**TASK TO COMPLETE**
When the line containing "pixel 628 57" appears in the entries below, begin printing there and stop after the line containing "pixel 151 222"; print each of those lines exactly and no other line.
····················
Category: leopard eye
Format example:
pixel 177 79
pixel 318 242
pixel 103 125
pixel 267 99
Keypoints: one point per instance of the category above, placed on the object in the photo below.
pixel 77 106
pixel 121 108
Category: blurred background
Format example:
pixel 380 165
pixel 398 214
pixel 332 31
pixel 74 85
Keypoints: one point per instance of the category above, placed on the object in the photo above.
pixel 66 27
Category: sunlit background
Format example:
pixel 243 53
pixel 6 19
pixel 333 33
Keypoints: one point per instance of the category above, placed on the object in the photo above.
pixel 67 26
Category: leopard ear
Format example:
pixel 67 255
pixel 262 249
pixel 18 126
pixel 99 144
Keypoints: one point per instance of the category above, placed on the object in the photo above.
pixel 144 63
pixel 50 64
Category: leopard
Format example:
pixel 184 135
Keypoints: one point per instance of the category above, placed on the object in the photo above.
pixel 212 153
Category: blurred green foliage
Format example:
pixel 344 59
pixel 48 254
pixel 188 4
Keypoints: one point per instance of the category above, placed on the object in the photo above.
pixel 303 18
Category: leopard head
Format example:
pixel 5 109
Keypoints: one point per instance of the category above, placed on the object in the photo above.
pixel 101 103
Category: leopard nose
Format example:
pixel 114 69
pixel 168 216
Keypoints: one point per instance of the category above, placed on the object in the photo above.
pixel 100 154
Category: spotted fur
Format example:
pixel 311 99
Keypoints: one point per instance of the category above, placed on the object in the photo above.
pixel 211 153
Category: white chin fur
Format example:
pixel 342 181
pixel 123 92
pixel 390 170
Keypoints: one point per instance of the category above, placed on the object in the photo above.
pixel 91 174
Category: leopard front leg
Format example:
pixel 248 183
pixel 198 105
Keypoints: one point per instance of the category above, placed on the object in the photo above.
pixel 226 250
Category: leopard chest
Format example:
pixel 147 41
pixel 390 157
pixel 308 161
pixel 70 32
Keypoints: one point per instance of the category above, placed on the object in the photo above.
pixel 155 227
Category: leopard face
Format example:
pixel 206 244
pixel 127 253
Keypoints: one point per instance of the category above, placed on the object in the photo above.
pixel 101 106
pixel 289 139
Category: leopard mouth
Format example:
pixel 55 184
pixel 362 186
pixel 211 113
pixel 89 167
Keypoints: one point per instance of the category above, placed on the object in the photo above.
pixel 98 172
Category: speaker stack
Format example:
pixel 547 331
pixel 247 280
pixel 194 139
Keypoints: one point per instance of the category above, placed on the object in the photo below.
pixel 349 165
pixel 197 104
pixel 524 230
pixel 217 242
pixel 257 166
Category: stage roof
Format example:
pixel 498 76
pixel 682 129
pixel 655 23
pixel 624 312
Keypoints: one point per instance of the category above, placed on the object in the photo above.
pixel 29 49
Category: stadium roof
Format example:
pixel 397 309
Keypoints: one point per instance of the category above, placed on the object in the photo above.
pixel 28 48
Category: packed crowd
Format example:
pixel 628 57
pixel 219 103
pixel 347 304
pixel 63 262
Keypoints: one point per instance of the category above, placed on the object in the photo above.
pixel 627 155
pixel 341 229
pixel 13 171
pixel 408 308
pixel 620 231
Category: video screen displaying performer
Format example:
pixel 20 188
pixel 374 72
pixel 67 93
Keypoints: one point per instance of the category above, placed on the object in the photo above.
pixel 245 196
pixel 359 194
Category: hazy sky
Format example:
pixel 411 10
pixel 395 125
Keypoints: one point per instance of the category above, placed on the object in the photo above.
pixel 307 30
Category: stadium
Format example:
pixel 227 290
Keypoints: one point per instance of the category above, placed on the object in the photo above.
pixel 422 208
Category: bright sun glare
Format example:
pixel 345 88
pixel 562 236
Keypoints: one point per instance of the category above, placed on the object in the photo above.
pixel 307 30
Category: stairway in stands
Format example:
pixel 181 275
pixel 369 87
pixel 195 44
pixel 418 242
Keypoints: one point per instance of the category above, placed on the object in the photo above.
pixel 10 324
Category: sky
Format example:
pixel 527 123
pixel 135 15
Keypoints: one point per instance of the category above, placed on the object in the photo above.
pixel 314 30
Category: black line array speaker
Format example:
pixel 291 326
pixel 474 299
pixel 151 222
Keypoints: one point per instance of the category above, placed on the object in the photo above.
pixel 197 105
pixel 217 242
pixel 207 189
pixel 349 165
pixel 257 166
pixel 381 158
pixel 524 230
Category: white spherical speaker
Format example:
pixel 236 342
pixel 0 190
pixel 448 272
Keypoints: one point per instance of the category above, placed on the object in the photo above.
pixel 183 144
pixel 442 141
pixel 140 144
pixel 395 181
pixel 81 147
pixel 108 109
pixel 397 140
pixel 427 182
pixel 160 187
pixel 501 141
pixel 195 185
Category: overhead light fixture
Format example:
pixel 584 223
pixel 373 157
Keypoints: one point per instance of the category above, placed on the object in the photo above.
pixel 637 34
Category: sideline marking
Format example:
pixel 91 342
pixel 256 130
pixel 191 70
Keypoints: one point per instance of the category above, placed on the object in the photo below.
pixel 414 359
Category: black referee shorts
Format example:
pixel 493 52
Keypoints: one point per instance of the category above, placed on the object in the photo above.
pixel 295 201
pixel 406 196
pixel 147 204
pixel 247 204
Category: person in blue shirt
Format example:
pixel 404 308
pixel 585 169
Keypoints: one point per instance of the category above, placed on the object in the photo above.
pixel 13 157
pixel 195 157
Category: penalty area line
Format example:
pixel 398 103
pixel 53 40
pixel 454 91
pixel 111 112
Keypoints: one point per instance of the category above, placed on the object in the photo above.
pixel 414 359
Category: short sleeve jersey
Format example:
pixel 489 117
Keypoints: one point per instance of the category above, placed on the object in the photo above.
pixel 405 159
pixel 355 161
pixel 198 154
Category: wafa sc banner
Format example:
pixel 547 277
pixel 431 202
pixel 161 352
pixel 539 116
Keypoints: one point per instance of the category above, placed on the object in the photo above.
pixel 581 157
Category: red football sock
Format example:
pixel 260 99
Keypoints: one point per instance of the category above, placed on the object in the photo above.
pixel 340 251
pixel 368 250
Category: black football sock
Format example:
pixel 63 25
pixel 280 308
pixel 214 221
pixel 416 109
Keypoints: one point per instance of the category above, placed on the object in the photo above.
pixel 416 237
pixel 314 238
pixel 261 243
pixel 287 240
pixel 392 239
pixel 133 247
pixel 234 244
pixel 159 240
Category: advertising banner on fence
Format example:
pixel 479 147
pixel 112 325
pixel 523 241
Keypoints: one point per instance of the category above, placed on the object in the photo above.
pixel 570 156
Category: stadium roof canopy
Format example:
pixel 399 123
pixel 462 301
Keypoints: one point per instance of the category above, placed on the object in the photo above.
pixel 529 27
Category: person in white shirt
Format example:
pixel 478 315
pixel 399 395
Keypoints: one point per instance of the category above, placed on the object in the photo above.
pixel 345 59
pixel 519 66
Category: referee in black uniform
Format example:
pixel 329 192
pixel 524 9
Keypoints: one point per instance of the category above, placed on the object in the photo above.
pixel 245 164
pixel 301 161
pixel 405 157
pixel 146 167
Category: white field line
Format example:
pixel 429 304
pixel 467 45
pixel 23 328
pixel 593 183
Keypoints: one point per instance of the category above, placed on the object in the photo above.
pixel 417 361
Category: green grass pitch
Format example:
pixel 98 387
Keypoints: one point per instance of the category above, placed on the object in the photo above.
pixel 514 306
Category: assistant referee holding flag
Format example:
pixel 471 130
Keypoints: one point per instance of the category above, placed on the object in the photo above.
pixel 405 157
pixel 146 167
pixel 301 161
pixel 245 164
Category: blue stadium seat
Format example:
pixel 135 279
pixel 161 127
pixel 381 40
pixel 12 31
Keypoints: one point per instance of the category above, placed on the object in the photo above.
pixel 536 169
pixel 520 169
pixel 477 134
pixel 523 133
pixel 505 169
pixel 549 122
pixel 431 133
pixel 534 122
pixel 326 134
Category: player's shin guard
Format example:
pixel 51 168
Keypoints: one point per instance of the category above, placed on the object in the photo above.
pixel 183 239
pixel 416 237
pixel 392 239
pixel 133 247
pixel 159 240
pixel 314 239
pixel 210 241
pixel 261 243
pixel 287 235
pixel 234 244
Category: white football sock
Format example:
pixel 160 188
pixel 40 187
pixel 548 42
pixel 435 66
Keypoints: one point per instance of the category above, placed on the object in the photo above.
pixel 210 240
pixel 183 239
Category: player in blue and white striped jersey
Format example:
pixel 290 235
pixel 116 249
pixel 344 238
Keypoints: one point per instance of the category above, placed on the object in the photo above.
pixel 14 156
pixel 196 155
····················
**ANSWER TO THIS PROBLEM**
pixel 628 57
pixel 219 103
pixel 347 304
pixel 63 262
Keypoints: one point per instance of the category above, placed on the object in the photo above.
pixel 627 155
pixel 341 229
pixel 13 171
pixel 408 308
pixel 620 231
Category: video screen displaying performer
Format example:
pixel 20 188
pixel 374 72
pixel 67 93
Keypoints: one point per instance of the category above, placed on the object in the photo above.
pixel 245 196
pixel 359 194
Category: hazy sky
Format example:
pixel 411 10
pixel 395 125
Keypoints: one point per instance of the category above, placed on the object in the photo above.
pixel 307 30
Category: stadium
Format example:
pixel 227 290
Keypoints: one point per instance of the category above, placed on the object in the photo above.
pixel 422 208
Category: bright sun glare
Format example:
pixel 345 88
pixel 562 236
Keypoints: one point per instance of the category above, placed on the object in the photo above.
pixel 307 30
Category: stairway in stands
Format example:
pixel 181 275
pixel 369 87
pixel 195 44
pixel 418 242
Keypoints: one point per instance of the category above, placed on the object in the photo above.
pixel 10 324
Category: sky
Format example:
pixel 527 123
pixel 135 15
Keypoints: one point per instance of the category above, placed on the object in the photo above.
pixel 314 30
Category: black line array speaker
Format example:
pixel 291 326
pixel 474 299
pixel 151 222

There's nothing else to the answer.